▶ **What to work on**
Nothing but the pictures should go missing; return all the entries below exactly.

** Input material follows **

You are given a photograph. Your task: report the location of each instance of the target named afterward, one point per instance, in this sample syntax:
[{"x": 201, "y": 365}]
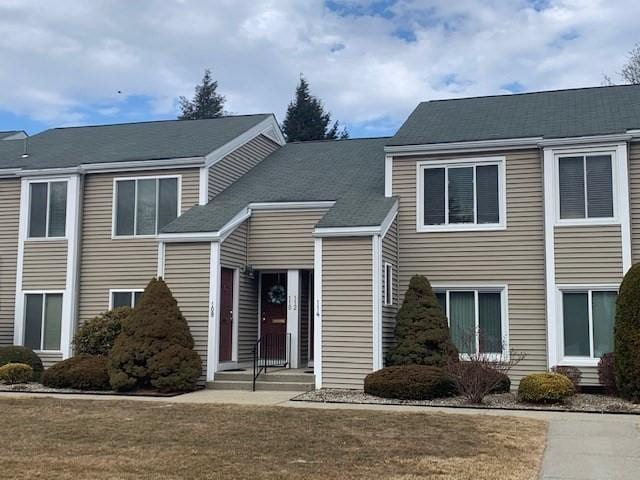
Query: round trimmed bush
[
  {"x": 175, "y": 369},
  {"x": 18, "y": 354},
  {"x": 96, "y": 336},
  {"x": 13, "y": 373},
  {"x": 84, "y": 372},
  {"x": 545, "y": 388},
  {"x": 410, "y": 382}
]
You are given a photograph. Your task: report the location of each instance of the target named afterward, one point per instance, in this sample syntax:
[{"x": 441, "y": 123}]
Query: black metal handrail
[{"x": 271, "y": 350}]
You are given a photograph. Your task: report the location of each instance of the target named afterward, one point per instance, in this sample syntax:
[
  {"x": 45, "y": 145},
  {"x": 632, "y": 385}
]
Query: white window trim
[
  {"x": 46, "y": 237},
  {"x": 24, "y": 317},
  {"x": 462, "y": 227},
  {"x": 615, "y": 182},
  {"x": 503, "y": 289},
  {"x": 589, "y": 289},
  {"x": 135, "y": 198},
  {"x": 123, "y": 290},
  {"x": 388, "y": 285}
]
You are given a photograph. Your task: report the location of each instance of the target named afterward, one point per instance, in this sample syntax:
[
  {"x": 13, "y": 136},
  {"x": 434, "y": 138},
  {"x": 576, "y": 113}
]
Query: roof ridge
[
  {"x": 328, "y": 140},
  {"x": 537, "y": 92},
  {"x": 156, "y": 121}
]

** End of Input material **

▶ **Answer space**
You are given a photograph. Your task: report the location of each instance of the target named afterward, one point per instance, in this sample syntax:
[{"x": 201, "y": 365}]
Query: round trimmed bush
[
  {"x": 175, "y": 369},
  {"x": 18, "y": 354},
  {"x": 96, "y": 336},
  {"x": 13, "y": 373},
  {"x": 84, "y": 372},
  {"x": 545, "y": 388},
  {"x": 410, "y": 382}
]
You are given a photograph. Your task: report the location of each instance of the target named afterward, one point per instance, in this sample syntax:
[{"x": 441, "y": 123}]
Query: black metal handrail
[{"x": 271, "y": 350}]
You are given a photograph. Your task: report the location of each instance of the target named afterward, one point per instance, in this sample syntax:
[
  {"x": 45, "y": 145},
  {"x": 632, "y": 385}
]
Query: white window trim
[
  {"x": 46, "y": 237},
  {"x": 24, "y": 317},
  {"x": 462, "y": 227},
  {"x": 615, "y": 182},
  {"x": 503, "y": 289},
  {"x": 589, "y": 289},
  {"x": 135, "y": 198},
  {"x": 123, "y": 290},
  {"x": 388, "y": 285}
]
You are given a photograph. Your task: report the location of each instance of the target named afterward, one point per instance, in this sample syntax:
[
  {"x": 13, "y": 136},
  {"x": 434, "y": 138},
  {"x": 576, "y": 113}
]
Query: roof ridge
[
  {"x": 328, "y": 140},
  {"x": 537, "y": 92},
  {"x": 156, "y": 121}
]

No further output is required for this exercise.